§ **INSTRUCTIONS FOR THE TASK**
Filter the entries for the word "below". Copy each line that has it.

§ **DATA SUPPLIED**
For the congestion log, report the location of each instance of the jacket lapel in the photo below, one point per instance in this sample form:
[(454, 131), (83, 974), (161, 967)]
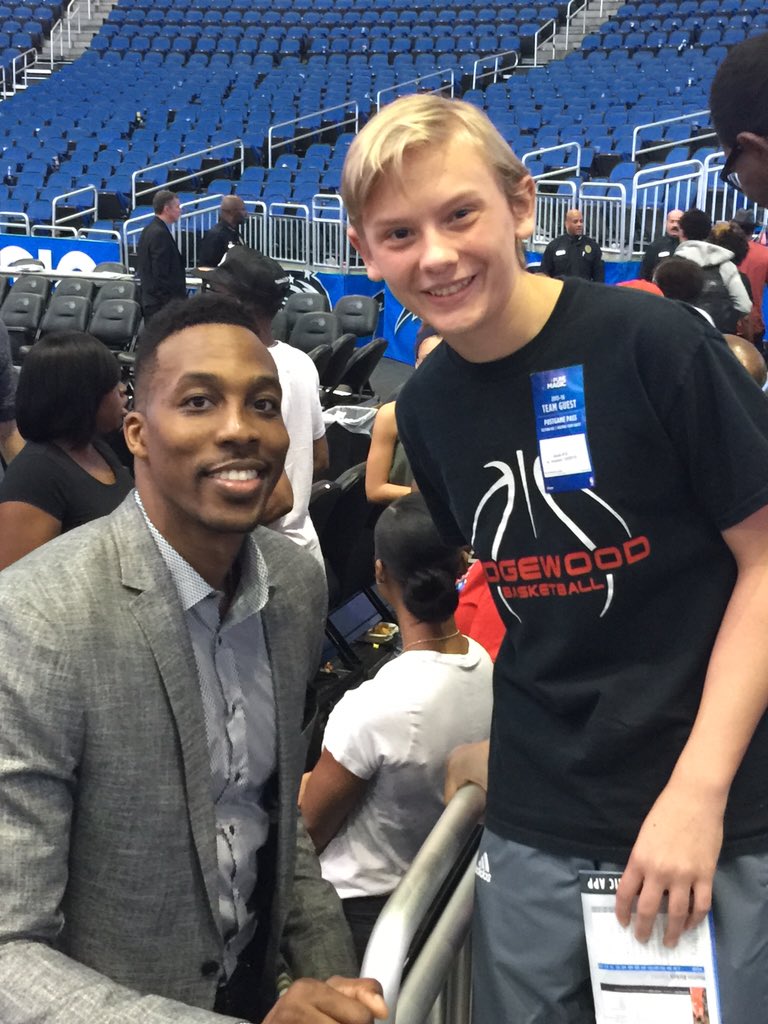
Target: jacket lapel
[(158, 612)]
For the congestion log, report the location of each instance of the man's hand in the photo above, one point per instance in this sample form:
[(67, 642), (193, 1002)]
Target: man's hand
[(468, 763), (676, 852), (342, 1000)]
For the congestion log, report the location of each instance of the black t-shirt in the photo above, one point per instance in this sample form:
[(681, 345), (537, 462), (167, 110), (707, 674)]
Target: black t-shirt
[(612, 595), (45, 476)]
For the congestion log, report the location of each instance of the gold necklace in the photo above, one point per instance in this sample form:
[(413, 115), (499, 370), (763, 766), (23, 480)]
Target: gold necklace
[(415, 643)]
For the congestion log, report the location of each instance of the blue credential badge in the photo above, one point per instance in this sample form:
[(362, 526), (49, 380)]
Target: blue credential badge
[(561, 429)]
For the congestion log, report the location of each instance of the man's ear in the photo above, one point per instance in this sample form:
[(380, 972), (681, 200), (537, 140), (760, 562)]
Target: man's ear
[(522, 206), (358, 241), (756, 144), (133, 431)]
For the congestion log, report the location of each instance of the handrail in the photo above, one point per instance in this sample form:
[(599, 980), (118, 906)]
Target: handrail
[(412, 899), (236, 162), (538, 42), (355, 120), (427, 976), (570, 15), (440, 73), (81, 213), (535, 154), (666, 121), (496, 57)]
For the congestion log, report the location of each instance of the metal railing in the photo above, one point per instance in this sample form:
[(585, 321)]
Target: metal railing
[(445, 75), (411, 902), (573, 9), (289, 232), (563, 170), (654, 192), (87, 211), (604, 208), (500, 62), (238, 161), (541, 42), (550, 212), (62, 29), (329, 126), (683, 118)]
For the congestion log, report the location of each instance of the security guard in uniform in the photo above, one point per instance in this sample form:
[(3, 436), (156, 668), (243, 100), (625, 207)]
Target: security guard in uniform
[(573, 254)]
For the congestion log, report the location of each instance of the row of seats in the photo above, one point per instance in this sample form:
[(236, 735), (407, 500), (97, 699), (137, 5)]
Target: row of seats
[(32, 308)]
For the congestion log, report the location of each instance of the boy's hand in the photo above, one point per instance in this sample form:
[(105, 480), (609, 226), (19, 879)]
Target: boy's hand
[(676, 852), (468, 763), (339, 1000)]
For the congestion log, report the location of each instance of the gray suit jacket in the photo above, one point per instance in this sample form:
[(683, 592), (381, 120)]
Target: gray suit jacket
[(109, 909)]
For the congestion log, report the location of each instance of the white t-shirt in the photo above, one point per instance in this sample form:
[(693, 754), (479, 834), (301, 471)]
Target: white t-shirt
[(302, 415), (397, 730)]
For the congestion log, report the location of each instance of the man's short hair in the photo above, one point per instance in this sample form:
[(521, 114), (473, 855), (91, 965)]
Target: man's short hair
[(738, 97), (253, 279), (177, 315), (695, 224), (62, 381), (161, 200), (421, 121), (730, 237), (679, 279)]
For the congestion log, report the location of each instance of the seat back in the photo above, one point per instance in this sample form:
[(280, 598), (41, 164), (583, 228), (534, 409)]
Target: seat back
[(76, 286), (116, 290), (361, 365), (304, 302), (66, 312), (341, 352), (358, 314), (321, 356), (22, 313), (311, 330), (31, 284), (115, 323)]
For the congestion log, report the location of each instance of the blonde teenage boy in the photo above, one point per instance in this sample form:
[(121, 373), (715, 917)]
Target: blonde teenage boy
[(608, 460)]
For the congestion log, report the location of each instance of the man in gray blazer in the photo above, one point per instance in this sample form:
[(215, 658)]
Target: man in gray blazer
[(154, 669)]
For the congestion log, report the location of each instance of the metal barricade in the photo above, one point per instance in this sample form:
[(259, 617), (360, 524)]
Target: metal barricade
[(654, 192), (563, 170), (695, 118), (288, 232), (238, 161), (501, 66), (410, 903), (445, 75), (550, 211), (604, 208), (352, 120)]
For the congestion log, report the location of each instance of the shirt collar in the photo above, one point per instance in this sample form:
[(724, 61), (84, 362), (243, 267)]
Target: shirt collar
[(253, 588)]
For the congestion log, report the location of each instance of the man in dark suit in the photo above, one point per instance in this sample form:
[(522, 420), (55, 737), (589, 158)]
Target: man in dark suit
[(159, 263), (154, 671)]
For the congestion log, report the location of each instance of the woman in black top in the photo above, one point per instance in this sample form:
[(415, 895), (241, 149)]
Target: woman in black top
[(69, 393)]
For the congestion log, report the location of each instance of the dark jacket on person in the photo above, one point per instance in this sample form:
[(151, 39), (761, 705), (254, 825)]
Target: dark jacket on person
[(657, 250), (216, 242), (160, 267), (573, 256)]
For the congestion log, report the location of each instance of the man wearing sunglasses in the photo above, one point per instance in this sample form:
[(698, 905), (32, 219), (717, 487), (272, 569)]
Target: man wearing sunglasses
[(738, 101)]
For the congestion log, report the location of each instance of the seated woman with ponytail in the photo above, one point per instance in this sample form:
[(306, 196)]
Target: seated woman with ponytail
[(377, 790)]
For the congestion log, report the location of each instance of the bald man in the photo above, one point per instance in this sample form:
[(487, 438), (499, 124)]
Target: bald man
[(573, 254), (225, 233), (662, 247)]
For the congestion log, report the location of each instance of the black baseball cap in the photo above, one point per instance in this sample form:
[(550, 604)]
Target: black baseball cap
[(252, 278)]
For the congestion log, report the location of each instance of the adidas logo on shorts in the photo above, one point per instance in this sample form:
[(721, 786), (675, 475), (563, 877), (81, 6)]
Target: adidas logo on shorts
[(482, 868)]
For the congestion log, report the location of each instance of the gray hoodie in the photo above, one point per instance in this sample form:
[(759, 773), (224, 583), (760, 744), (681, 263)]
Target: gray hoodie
[(708, 254)]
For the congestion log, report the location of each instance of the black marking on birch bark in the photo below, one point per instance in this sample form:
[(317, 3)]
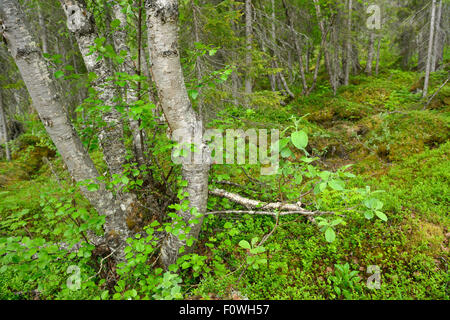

§ **TASK ANSWER**
For the congestion log, report the location of each instance of the jacket lapel in the photo below, one point per instance in this sample form:
For the congestion log, report the location of each instance of the black marking on birch bark in the photo below, one point per instance in this sample form:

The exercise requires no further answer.